Taking the line with "Identify one point per instance of the long" as the first and the line with "Identify one point per instance of the brown hair" as the last, set down exactly every line in that range from the entries below, and no more.

Provided records.
== Segment start ==
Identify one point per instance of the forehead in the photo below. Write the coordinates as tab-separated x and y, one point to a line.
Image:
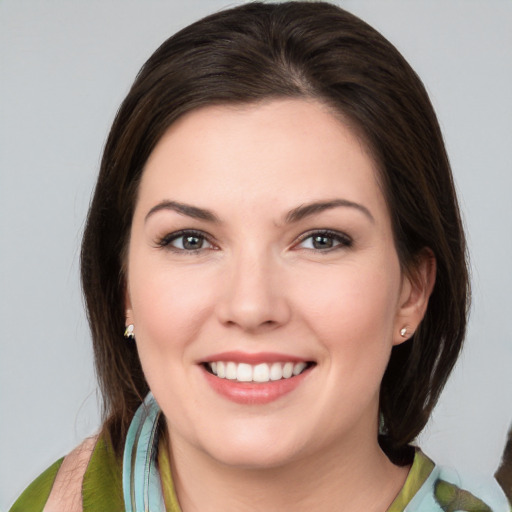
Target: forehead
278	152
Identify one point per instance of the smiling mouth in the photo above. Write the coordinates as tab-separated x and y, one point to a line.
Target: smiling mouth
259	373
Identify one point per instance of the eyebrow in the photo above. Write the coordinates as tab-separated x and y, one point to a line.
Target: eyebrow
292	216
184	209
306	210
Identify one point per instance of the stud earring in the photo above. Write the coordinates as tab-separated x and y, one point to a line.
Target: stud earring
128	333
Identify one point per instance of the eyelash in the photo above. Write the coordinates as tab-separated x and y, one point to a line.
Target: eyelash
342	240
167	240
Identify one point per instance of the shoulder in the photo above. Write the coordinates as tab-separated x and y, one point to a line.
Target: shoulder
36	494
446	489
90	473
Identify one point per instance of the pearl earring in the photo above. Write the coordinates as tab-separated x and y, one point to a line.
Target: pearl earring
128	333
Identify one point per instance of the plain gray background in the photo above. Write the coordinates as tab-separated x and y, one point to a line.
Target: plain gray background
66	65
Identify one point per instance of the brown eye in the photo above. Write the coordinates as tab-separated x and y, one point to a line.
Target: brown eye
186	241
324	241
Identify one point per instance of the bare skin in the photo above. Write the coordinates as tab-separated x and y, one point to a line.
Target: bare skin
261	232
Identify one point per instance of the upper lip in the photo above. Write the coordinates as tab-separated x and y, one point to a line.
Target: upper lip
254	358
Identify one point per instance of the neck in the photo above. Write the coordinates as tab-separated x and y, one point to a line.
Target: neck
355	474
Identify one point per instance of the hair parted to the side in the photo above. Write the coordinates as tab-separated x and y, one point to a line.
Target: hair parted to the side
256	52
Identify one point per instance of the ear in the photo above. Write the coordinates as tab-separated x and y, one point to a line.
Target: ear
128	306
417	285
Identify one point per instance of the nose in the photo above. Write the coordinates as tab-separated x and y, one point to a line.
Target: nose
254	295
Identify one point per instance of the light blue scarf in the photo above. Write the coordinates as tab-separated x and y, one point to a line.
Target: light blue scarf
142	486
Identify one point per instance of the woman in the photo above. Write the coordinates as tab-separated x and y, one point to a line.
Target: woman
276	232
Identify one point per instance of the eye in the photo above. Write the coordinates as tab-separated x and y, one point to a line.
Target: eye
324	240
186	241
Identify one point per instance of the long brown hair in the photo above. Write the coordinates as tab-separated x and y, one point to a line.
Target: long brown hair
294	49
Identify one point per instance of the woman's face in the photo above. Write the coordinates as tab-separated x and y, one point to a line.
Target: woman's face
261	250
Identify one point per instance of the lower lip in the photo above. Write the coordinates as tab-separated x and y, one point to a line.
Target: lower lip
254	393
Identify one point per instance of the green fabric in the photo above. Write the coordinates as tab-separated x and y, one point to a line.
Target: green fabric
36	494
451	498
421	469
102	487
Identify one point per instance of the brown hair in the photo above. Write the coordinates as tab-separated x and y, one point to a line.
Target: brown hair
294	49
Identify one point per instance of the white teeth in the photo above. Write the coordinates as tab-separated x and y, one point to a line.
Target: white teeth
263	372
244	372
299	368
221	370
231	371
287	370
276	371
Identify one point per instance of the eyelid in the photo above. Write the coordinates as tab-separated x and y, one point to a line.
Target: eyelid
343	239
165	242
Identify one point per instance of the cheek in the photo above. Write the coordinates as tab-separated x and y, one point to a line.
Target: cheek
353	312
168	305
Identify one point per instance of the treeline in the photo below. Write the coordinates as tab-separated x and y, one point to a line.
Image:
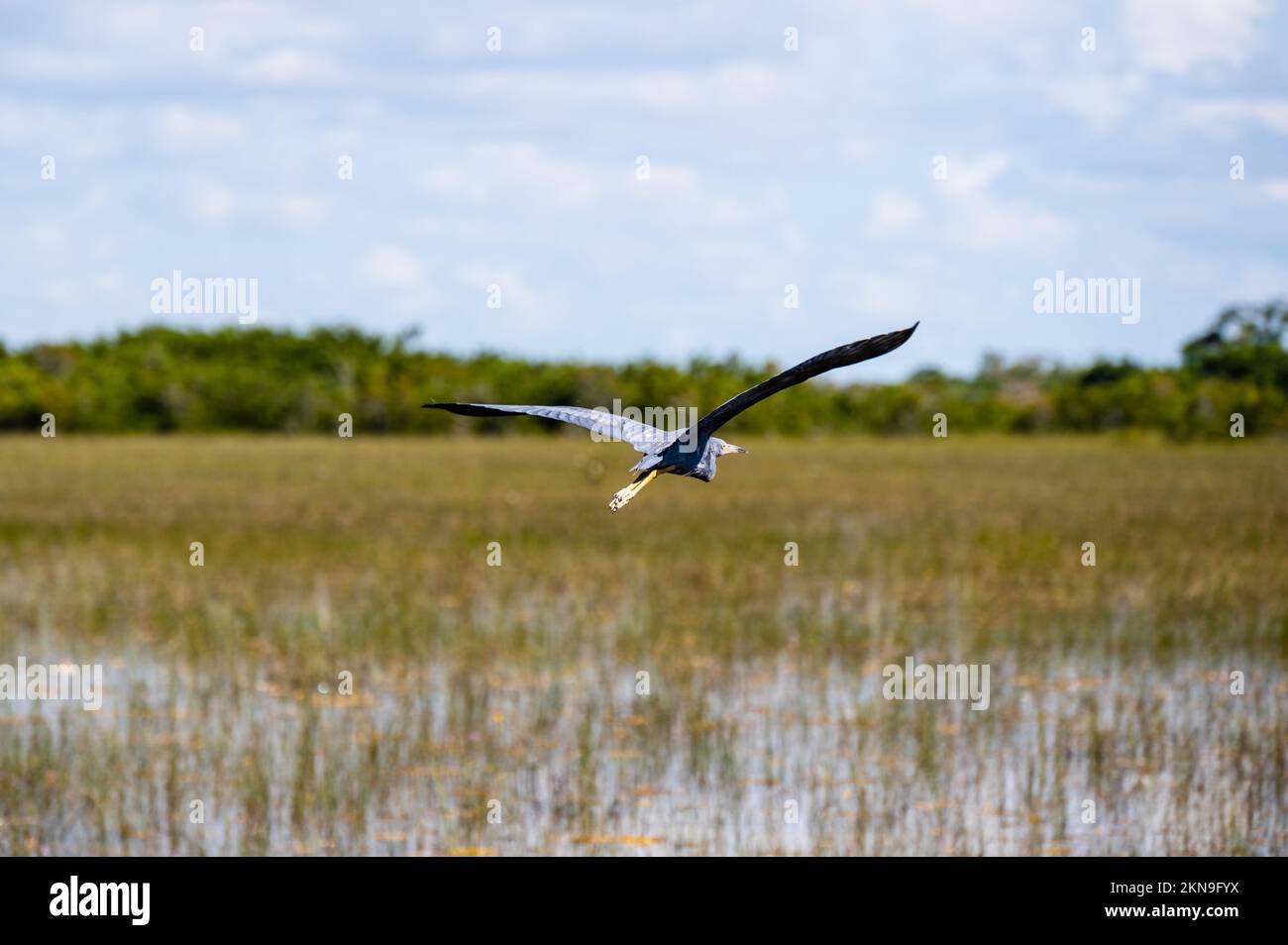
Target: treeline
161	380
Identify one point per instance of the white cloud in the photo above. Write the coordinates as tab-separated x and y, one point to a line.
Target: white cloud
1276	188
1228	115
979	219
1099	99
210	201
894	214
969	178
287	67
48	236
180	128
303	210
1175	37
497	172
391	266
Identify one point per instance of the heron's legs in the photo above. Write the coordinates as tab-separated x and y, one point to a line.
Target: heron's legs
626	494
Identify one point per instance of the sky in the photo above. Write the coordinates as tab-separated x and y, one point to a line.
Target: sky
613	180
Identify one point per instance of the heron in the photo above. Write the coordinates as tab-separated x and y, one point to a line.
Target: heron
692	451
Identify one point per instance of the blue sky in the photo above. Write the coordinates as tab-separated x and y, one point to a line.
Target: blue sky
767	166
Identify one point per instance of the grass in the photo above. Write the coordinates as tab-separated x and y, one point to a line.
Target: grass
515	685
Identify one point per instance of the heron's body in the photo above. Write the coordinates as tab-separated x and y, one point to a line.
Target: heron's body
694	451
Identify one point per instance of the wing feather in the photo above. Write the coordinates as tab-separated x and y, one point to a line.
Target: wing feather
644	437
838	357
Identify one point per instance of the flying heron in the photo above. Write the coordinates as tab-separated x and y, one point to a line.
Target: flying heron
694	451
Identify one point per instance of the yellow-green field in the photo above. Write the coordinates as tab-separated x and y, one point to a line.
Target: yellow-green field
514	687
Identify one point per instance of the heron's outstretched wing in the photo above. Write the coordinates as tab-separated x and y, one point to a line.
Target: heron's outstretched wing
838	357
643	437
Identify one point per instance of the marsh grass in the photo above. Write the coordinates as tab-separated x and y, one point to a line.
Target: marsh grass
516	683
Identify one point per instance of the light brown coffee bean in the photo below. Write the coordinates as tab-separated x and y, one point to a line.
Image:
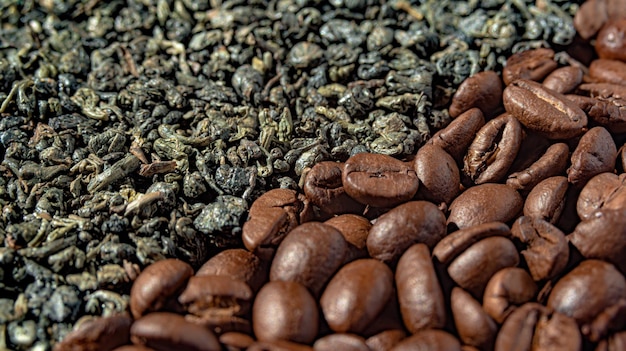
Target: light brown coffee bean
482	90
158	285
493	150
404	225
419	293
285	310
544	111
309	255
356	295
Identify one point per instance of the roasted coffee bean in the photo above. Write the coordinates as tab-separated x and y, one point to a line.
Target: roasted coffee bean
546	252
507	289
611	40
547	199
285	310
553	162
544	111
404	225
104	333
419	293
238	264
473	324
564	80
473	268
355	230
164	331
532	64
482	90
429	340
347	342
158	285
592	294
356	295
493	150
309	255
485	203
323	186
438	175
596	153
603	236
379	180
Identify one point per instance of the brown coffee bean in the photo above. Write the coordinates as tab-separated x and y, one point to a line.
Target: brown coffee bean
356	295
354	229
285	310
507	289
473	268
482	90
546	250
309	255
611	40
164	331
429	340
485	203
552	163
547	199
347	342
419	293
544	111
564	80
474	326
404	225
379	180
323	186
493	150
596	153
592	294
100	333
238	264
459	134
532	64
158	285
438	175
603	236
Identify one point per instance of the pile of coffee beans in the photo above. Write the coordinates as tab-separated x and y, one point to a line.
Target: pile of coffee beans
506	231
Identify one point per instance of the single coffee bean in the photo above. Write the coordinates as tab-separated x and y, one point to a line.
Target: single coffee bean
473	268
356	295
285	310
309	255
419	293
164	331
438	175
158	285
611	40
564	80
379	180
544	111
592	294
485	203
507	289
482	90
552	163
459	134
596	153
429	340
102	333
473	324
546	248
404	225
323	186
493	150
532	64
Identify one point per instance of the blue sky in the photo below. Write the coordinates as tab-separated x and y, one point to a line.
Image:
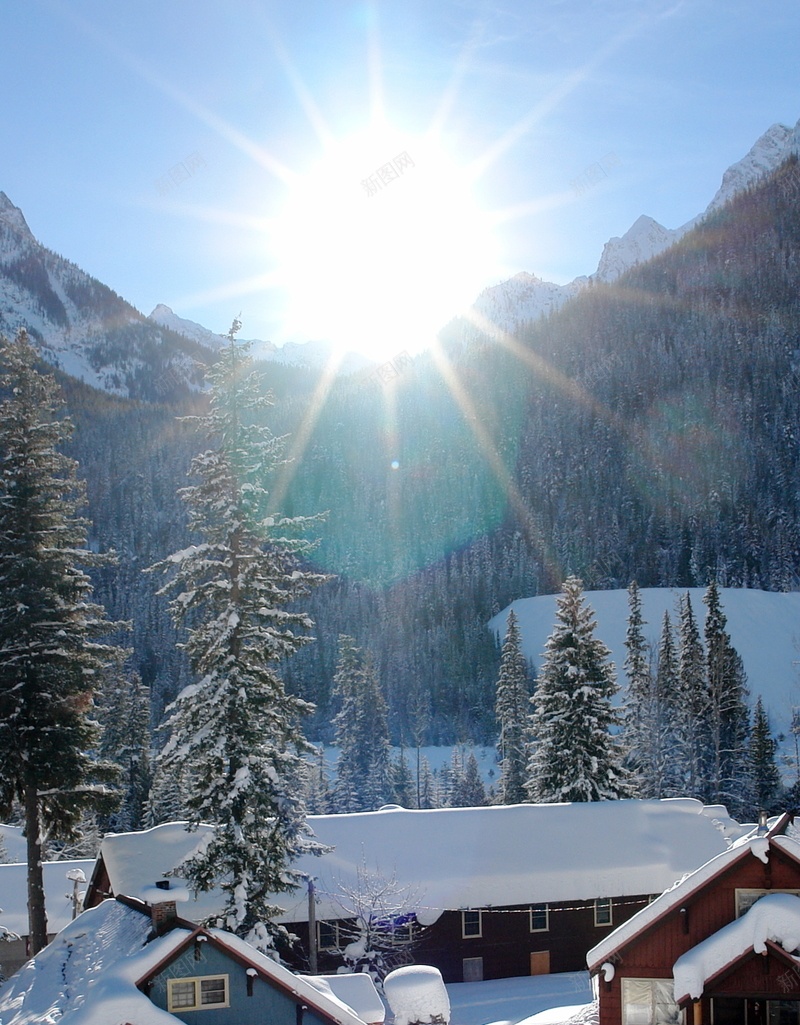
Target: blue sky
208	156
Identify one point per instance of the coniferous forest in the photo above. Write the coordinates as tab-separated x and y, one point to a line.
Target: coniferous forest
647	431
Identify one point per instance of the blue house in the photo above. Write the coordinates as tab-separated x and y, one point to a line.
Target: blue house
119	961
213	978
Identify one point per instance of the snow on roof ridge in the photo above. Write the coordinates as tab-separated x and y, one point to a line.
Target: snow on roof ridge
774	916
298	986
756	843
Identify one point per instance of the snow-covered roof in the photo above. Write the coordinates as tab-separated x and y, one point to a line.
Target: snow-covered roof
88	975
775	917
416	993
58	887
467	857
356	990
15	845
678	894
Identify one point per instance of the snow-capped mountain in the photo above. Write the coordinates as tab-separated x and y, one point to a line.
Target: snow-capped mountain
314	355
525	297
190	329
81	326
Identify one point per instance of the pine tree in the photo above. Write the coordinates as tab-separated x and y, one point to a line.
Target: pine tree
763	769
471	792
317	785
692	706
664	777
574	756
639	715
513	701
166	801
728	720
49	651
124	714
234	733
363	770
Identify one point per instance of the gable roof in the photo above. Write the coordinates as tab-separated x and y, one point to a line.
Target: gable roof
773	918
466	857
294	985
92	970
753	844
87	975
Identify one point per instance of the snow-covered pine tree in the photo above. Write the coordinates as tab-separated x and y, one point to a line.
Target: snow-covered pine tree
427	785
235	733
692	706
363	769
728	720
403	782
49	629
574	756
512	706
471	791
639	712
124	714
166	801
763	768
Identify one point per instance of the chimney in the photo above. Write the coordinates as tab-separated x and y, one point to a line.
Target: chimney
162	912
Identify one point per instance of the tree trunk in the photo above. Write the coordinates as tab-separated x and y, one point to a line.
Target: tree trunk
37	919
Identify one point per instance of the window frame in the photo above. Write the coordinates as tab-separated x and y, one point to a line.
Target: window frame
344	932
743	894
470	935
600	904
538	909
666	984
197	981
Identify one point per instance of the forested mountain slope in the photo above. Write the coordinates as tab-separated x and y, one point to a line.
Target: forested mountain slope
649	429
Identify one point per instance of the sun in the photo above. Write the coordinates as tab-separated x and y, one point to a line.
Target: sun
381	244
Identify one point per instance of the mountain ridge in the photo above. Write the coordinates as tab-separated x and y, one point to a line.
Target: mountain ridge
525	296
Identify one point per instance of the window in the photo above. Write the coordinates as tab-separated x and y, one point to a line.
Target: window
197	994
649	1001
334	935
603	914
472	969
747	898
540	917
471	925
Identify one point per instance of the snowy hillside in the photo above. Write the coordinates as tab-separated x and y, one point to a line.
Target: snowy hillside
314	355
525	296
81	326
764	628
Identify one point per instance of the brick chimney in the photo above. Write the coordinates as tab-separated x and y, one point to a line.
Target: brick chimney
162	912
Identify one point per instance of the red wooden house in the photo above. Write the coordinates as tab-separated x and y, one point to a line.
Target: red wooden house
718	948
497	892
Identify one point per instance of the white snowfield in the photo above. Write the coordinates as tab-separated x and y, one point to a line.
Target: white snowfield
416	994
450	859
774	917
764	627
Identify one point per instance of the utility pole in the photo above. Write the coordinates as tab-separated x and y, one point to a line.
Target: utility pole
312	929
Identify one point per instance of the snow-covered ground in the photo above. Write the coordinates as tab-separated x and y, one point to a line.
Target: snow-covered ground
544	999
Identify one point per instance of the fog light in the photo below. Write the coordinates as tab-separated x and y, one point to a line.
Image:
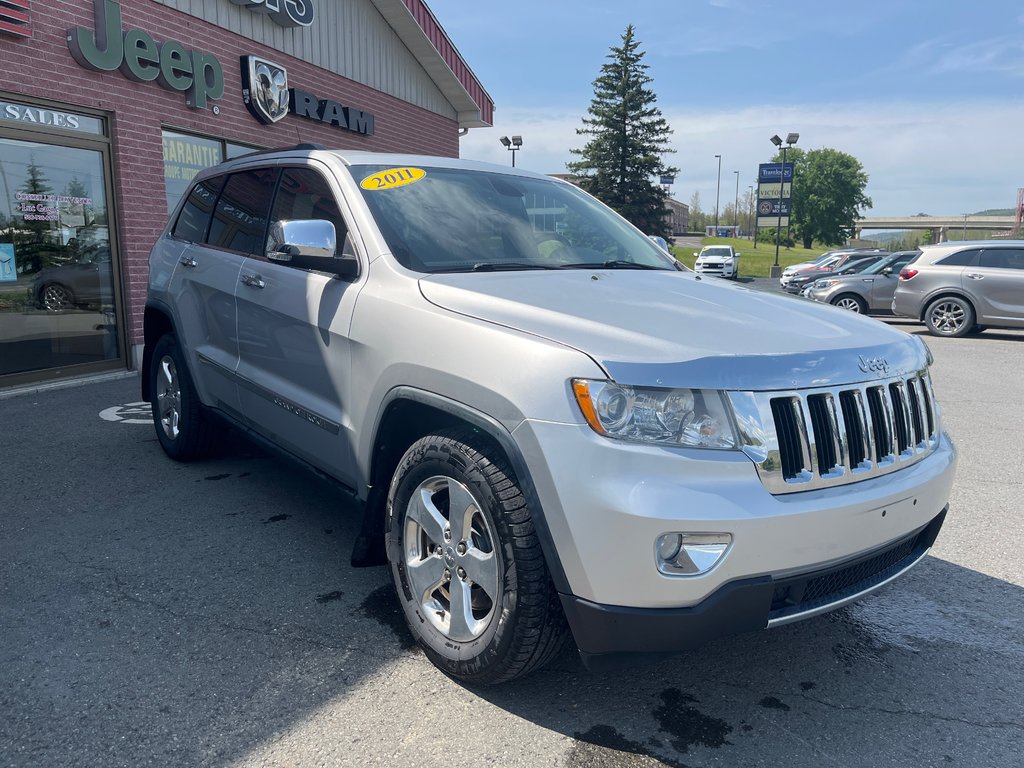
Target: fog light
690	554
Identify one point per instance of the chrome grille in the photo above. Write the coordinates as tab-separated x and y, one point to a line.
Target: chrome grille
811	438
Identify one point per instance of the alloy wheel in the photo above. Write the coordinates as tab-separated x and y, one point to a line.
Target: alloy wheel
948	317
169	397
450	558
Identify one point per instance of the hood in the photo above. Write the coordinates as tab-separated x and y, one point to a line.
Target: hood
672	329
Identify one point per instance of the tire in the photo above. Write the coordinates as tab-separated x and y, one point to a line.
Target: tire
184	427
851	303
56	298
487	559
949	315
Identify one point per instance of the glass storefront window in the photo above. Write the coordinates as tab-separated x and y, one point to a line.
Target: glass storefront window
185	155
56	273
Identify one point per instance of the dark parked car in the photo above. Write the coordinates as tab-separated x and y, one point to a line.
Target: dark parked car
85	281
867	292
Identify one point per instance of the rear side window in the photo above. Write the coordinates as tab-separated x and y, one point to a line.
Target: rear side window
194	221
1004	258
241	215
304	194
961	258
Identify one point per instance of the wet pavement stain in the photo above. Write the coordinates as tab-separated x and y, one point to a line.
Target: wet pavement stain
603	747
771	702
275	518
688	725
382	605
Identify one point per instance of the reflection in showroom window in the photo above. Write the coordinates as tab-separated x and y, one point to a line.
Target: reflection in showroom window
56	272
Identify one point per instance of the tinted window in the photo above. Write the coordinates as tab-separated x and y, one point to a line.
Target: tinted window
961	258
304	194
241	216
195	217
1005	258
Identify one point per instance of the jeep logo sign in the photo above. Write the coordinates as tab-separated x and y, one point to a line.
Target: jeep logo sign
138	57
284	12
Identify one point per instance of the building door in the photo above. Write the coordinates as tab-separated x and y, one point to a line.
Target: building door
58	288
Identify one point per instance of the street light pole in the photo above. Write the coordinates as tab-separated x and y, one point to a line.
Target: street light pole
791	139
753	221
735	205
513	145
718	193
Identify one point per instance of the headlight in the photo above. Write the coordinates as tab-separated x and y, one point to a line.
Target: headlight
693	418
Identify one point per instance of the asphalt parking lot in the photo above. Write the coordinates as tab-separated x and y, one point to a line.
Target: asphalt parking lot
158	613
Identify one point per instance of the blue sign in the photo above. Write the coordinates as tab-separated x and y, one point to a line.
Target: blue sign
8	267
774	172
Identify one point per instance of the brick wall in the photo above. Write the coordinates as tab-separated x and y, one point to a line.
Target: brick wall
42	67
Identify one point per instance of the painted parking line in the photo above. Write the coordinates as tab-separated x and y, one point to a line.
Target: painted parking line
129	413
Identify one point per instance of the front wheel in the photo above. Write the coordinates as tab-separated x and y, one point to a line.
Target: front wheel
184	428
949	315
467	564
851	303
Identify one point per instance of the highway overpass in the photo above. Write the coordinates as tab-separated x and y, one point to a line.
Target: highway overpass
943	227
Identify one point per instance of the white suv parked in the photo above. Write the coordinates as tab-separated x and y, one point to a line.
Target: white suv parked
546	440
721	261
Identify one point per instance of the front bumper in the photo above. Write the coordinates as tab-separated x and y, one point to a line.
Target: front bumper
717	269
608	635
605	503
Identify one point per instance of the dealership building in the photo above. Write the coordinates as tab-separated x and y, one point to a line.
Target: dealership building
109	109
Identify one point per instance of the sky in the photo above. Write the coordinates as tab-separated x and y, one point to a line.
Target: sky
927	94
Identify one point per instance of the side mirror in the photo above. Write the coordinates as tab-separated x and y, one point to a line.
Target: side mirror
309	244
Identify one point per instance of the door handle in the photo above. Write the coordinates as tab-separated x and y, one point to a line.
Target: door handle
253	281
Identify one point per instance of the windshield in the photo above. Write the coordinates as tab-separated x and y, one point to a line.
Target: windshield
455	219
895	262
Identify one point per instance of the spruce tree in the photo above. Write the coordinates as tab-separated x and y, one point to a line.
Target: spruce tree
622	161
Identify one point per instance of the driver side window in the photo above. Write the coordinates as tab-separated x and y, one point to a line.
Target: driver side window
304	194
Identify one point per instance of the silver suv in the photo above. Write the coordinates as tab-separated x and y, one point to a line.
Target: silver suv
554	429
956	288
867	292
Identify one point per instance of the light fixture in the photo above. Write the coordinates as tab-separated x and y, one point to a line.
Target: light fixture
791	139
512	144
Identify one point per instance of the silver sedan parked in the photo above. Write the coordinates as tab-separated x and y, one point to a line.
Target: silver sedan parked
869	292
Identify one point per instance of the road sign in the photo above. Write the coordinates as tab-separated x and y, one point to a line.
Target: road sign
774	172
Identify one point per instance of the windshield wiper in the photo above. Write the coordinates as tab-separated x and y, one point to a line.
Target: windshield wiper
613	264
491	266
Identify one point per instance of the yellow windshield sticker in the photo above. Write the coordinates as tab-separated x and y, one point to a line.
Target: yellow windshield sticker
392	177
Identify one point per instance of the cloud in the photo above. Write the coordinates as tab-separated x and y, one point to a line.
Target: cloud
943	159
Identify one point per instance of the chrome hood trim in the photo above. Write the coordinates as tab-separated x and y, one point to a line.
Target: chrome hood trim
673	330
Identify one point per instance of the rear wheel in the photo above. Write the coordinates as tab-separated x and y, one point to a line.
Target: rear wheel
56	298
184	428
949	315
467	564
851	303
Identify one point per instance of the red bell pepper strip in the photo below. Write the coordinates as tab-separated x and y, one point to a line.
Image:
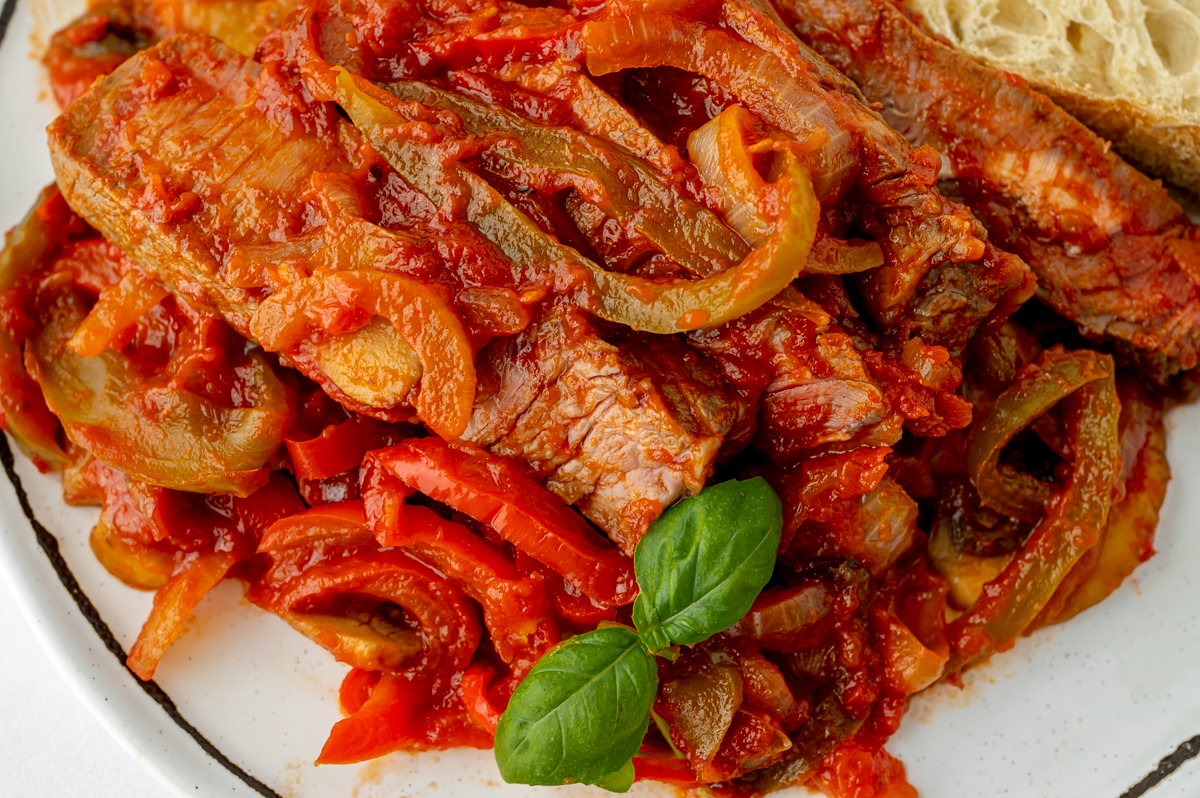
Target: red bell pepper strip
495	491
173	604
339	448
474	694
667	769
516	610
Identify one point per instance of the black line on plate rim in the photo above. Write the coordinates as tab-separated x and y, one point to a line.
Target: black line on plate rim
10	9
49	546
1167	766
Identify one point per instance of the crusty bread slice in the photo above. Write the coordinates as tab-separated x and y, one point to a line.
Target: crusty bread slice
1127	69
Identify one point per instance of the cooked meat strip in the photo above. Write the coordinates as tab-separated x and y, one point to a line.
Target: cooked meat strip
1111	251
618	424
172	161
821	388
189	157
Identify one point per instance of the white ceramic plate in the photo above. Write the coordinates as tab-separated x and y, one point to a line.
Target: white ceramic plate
== Segment end ==
Worked solution.
Identify one point per instance of the long brown hair in the photo above. Write the coordinates as tab-separated x and y, one point to a line.
Target: long brown hair
294	49
Identify one point per instance of the woman's face in the photo above. Write the coordinates as tab-separated x and y, one point to a line.
Target: woman's face
261	250
Identify one point per instance of the lower lip in the photo above. Write the coordinates as tab-separated x and y, one point to a line.
Target: lower lip
254	393
Identify one point per instance of the green fabric in the photo above. Write the coordinates as tab-separated x and y, one point to a line.
Target: green fabric
36	494
451	498
421	469
102	487
Identify one point per instance of the brown hair in the photo above. Write the coordinates as tab-separated x and y, one point to a line.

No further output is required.